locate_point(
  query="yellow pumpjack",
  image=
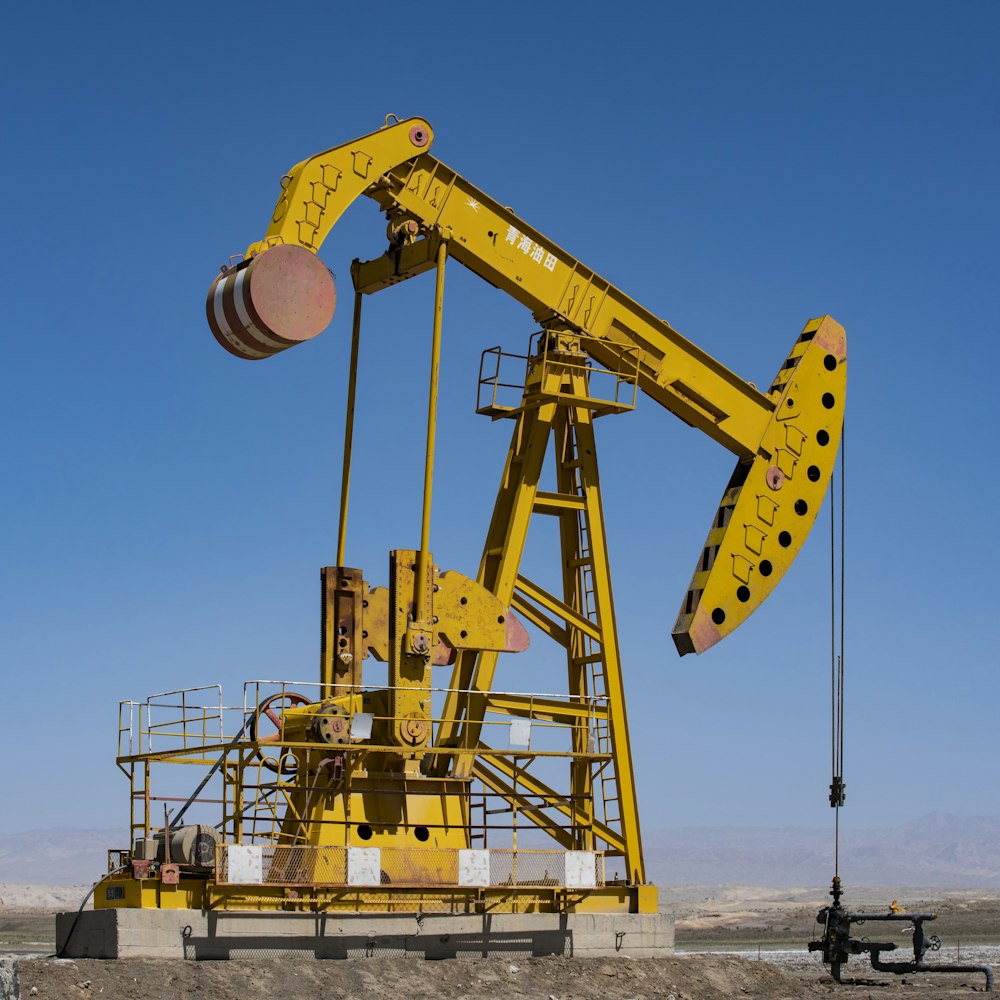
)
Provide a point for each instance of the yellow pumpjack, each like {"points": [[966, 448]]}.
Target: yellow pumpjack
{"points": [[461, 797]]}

---

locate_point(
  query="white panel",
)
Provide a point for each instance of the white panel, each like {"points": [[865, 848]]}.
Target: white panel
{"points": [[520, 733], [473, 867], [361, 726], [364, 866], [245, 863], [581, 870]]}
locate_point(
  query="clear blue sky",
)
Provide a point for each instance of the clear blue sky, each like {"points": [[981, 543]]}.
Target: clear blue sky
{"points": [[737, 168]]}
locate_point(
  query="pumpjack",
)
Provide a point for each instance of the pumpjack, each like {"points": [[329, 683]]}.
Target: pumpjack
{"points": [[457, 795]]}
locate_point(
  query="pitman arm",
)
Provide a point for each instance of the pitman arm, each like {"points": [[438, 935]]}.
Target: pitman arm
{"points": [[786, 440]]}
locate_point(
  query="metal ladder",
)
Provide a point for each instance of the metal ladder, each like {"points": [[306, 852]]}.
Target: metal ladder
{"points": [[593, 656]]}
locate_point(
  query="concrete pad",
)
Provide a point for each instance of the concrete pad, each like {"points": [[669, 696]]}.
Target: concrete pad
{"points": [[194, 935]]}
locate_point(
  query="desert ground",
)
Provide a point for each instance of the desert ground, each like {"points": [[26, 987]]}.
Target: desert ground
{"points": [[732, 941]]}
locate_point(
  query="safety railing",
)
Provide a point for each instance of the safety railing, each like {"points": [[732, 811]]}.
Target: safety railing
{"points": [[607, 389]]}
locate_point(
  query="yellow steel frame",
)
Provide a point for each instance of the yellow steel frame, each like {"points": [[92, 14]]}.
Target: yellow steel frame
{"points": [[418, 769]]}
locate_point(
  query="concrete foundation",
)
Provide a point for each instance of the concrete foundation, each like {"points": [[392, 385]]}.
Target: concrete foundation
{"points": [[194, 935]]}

* * *

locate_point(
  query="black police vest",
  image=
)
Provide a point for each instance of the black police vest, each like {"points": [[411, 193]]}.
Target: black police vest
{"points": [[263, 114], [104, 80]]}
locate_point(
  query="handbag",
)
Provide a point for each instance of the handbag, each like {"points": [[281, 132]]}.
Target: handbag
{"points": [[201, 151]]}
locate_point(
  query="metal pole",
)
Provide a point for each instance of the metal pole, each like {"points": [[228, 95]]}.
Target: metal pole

#### [About this task]
Of the lines above, extract only those from the line with "Provide a point for each instance of the clear" to the line with "Provide a point for each instance of the pumpjack, each", both included, exactly as written.

#### [Solution]
Provide a point for each instance of the clear blue sky, each like {"points": [[981, 543]]}.
Target: clear blue sky
{"points": [[737, 168]]}
locate_point(
  query="pumpjack",
)
Provide a point for each instance of the pumpjack, each like {"points": [[329, 683]]}.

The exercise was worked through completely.